Exercise details: Copy the items below, starting at the line that contains "beetle in this photo." and running to the end of the items, with the requests left unchanged. In the answers, subtract 56 from every coordinate.
--*--
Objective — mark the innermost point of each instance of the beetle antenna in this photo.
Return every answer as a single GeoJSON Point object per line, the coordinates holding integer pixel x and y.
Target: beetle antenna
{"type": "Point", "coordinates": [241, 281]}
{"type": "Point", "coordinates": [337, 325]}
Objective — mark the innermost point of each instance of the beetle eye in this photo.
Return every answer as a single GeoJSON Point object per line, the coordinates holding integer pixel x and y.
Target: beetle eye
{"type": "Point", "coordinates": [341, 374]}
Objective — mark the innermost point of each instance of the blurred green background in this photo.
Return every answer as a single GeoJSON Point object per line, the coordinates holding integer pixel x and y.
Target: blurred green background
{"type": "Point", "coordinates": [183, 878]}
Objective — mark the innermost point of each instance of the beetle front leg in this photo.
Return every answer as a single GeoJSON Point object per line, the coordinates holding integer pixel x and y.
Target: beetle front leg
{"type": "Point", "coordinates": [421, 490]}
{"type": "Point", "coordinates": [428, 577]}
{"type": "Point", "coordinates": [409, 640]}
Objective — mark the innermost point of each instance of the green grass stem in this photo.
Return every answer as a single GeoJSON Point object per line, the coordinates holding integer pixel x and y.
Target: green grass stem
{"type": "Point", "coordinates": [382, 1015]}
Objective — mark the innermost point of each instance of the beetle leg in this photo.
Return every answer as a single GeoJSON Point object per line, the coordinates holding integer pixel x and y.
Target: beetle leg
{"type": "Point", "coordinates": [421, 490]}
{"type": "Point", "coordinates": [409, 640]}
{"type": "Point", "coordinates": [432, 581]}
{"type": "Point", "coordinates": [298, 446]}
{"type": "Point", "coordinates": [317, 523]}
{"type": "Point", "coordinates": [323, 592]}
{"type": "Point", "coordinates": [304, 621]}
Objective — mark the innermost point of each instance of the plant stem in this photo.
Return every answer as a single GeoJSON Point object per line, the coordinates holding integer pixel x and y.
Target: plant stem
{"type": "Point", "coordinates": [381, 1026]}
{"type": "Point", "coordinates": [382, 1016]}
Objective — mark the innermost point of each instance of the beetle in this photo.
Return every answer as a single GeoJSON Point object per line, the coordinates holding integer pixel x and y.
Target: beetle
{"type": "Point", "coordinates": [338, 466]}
--*--
Result:
Objective — mark the innermost point of each instance of the beetle in this photo.
Return every answer as a single GeoJSON Point object per line, the coordinates holding integer pixel x and y.
Target: beetle
{"type": "Point", "coordinates": [282, 410]}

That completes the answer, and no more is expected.